## [Brief]
Could you copy out every line of the items below word for word, leaving out the pictures?

Items from a dataset:
+---+

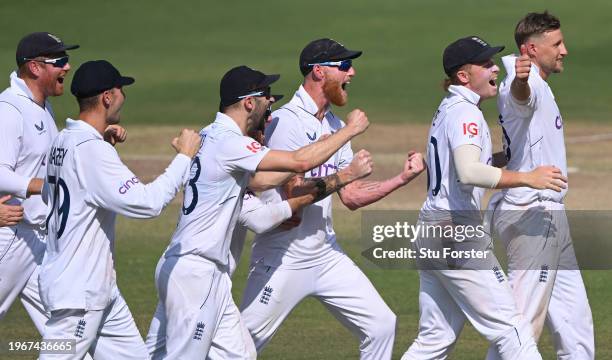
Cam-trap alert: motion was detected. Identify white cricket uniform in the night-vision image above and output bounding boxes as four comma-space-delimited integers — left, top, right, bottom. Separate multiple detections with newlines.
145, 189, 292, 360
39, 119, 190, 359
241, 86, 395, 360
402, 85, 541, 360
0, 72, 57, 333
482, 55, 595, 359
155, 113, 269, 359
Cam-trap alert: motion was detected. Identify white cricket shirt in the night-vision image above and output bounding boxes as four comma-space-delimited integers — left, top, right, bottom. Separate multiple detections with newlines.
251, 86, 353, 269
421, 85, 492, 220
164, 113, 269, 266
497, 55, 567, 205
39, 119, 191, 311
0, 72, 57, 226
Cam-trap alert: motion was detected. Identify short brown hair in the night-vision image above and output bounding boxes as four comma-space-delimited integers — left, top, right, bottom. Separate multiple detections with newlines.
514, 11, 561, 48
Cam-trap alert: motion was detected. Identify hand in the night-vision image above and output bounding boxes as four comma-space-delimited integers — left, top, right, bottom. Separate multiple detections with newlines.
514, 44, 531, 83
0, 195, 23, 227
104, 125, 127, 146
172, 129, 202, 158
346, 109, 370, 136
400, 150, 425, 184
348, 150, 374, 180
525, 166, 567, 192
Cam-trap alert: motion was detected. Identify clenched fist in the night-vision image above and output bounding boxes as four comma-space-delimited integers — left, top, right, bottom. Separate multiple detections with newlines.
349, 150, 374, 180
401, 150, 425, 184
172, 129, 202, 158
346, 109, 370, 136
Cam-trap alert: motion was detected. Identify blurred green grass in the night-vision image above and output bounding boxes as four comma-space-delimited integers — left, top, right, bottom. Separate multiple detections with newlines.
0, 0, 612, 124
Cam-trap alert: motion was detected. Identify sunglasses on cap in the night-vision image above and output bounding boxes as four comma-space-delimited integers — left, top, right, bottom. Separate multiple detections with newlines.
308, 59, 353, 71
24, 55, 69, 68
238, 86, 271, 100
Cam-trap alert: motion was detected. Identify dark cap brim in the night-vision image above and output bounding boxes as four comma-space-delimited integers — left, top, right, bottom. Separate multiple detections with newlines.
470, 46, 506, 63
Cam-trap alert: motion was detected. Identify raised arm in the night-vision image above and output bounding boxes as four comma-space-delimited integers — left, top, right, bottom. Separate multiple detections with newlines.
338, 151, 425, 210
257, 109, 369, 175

+---+

## [Finished answer]
Cam-trap alert: motion was detected. Identify white cricket uniform in the night-vision image above and output bounding boxes as four comma-space-delimited integers — left, top, right, bottom. Separate multiple detections with newlines.
145, 189, 292, 360
39, 119, 190, 359
241, 86, 395, 360
402, 85, 541, 360
0, 72, 57, 333
482, 55, 595, 359
155, 113, 269, 359
Cam-trap alert: motion was detected. Identify white cricket shirt in the night-vision image above and output bounding boxes as four comma-space-delimited integers — left, top, right, bottom. Separate multiple detections with newlines.
251, 86, 353, 269
421, 85, 492, 220
164, 113, 269, 266
497, 55, 567, 205
39, 119, 191, 311
0, 72, 57, 226
Cam-trap alert: motion was detected. Identify short brown hair in the night-vision image above and output bounding boxes as four comma-space-delimited integers — left, top, right, bottom. Separate multiple detections with newlines.
514, 11, 561, 48
Cam-trap alert: motion was detected. Identify hand in the night-vision image above and output bounding boxes as four comma-space-delimited integers — left, top, right, bottom. Separate multiple detections with newlines.
514, 44, 531, 83
0, 195, 23, 227
104, 125, 127, 146
172, 129, 202, 158
346, 109, 370, 136
400, 150, 425, 184
348, 150, 374, 180
525, 166, 567, 192
Cam-trap alert: motion was detected. Identify clenched fist in the night-vision image above and output bounding boxes as four comma-space-delimited integers — left, top, right, bottom. Separate multiple detections with newlines.
349, 150, 374, 180
401, 150, 425, 184
172, 129, 202, 158
346, 109, 370, 136
Cam-trap alert: motion was detected. Identify blurred green grass in the night-vision image above and output bounding boxes as four comma-space-delimited integers — left, top, right, bottom. Separate multiple detections with newlines.
0, 0, 612, 124
Cam-trap alert: motion was detected. Identify sunglasses on cap in the night-vision image above and output bounding boxes as four comma-space-delimited integers — left, top, right, bottom. Separate multiple detections with newlines.
308, 59, 353, 71
24, 55, 69, 68
238, 86, 271, 100
Cam-trap alert: motion was detected. Identify dark cap brim in the night-vision image above and output bounding boxes as four comma-space-delimited integers — left, top, right, bottom. Separate multiple detections with newlines.
470, 46, 506, 63
Cam-trap alert: motion was detected. Identify raised arm in the night-vision image above and output bounding boxes as four comma-space-delimited integers — left, top, right, bottom. Separate multiple detections with newlines.
338, 151, 425, 210
257, 109, 369, 175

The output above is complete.